[Saved entries]
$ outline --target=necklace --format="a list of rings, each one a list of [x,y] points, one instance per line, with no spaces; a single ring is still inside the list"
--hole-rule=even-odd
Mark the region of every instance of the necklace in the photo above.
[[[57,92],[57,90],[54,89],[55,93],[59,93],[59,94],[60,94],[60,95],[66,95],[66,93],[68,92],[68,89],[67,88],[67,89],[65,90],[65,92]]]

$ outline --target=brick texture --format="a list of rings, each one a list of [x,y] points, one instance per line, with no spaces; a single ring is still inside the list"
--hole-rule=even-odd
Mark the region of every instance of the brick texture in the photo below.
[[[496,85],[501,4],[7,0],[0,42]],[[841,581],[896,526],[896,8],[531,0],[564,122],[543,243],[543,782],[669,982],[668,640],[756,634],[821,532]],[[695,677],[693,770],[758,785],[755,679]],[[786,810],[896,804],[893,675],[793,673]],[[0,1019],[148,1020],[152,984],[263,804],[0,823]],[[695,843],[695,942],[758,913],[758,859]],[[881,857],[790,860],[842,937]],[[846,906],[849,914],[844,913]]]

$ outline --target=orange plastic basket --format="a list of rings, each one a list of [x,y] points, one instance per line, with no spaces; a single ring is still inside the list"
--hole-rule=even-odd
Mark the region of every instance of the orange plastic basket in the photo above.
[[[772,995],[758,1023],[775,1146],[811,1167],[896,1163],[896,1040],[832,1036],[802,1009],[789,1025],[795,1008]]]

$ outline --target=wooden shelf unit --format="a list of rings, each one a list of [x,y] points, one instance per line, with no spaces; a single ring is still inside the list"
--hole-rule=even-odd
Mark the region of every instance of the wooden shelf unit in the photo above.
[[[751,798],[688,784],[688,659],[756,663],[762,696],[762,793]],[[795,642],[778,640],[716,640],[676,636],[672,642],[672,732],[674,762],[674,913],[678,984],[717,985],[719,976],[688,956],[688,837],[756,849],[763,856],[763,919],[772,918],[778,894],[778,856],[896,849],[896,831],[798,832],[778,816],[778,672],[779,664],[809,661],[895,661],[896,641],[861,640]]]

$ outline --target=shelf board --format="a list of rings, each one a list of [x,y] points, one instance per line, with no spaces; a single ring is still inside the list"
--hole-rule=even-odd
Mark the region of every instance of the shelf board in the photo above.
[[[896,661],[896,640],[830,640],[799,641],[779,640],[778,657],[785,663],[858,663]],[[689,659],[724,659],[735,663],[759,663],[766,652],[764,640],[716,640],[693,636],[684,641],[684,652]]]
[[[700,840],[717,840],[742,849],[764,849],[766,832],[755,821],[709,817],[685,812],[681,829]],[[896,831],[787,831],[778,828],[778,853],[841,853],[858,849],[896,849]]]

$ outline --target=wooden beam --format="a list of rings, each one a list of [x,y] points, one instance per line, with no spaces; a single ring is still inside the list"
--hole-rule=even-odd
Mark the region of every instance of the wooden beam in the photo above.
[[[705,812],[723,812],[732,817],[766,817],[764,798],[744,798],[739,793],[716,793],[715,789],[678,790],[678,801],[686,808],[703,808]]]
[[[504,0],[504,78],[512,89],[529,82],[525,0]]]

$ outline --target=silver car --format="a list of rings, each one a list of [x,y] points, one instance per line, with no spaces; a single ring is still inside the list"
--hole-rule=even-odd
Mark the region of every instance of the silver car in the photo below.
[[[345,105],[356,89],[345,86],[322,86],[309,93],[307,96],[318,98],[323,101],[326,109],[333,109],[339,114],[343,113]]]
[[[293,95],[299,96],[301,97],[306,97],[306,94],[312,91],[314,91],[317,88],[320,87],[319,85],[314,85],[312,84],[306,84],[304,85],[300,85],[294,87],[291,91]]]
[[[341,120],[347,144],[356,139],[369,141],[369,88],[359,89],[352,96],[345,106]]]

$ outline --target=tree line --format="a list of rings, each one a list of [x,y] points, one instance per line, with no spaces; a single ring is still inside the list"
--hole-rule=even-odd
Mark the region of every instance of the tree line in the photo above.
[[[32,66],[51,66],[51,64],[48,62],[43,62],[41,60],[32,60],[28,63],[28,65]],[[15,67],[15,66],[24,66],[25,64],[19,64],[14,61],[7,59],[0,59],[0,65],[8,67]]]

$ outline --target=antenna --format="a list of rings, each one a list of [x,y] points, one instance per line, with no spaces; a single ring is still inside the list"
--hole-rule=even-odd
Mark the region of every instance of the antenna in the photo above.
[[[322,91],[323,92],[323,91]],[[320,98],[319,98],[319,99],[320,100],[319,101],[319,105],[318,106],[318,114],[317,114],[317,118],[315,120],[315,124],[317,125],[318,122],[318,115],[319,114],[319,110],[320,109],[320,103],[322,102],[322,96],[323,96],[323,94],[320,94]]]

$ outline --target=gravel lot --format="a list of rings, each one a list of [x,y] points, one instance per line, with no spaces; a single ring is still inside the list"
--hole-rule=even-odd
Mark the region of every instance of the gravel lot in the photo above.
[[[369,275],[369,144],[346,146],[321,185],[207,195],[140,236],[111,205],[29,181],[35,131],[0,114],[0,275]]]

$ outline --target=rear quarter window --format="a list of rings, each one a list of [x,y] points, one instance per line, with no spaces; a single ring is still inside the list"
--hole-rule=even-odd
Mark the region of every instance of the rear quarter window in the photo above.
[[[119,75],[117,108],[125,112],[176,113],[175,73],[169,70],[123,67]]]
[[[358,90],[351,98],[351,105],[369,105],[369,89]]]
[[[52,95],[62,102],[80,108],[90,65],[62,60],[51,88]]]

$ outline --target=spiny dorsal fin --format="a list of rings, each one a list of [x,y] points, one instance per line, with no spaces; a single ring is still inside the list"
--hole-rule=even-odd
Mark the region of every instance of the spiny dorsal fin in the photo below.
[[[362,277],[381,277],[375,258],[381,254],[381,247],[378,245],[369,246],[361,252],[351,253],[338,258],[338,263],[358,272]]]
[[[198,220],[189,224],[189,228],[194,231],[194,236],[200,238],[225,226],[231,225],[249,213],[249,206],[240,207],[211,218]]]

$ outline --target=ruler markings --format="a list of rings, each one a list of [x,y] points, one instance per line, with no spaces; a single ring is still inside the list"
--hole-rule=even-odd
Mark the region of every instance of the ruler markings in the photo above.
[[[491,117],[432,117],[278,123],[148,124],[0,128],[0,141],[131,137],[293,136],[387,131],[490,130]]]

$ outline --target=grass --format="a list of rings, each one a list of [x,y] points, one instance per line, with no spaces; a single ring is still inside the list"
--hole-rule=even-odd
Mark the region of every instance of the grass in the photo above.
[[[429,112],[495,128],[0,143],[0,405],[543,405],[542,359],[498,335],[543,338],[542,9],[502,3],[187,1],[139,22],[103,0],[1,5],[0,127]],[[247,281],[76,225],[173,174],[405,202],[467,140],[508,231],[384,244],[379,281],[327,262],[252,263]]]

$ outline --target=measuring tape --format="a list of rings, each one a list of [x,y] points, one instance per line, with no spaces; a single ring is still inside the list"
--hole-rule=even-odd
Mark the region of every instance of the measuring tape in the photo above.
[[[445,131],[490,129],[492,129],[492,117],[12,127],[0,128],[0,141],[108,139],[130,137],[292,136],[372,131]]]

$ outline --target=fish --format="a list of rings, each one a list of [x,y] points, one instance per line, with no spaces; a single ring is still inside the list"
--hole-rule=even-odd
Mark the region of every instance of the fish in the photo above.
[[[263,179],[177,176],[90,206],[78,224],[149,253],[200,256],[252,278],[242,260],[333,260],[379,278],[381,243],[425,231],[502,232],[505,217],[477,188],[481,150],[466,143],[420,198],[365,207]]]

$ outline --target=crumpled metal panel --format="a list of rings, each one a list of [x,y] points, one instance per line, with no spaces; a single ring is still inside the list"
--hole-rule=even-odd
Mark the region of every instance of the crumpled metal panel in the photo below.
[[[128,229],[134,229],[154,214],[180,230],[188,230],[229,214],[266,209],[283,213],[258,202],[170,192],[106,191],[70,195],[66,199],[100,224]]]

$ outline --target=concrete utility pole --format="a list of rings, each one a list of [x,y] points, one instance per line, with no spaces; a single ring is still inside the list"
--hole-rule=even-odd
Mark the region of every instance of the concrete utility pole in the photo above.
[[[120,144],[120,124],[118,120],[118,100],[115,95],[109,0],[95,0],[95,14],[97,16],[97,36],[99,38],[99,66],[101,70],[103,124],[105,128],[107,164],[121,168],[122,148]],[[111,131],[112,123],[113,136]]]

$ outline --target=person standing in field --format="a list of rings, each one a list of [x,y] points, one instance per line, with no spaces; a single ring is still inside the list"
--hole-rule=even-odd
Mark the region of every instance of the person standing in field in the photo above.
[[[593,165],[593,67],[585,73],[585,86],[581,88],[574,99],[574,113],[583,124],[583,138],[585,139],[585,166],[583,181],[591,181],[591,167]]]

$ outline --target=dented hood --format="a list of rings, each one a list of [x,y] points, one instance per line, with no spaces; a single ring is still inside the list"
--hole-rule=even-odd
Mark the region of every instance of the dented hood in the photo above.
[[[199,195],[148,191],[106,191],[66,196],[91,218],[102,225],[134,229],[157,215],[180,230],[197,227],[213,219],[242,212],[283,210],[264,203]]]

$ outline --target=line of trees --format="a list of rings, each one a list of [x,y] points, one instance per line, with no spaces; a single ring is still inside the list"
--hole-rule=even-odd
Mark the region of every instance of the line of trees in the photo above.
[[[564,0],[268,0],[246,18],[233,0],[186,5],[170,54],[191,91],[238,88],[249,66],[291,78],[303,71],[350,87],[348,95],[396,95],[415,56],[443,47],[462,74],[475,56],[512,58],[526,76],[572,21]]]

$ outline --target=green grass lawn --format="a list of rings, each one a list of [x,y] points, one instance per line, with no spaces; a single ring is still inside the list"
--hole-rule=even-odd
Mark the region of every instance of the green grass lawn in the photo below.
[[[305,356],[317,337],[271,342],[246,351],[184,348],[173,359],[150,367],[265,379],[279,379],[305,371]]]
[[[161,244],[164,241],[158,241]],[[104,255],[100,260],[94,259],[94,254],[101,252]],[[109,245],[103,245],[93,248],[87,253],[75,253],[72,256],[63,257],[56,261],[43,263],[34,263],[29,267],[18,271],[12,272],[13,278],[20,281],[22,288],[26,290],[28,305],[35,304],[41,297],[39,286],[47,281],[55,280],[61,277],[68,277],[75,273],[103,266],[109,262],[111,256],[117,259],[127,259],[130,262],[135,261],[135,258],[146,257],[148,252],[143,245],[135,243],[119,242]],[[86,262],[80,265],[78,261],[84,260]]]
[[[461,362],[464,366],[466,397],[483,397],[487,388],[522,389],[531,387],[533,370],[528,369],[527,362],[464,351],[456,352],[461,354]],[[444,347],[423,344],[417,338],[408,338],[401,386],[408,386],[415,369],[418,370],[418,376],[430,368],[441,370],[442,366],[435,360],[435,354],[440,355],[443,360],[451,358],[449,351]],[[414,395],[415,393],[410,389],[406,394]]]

**To do**: How many lines of the records above contain the string "beam"? Case counts, and the reply should be the number alone.

**Response to the task**: 2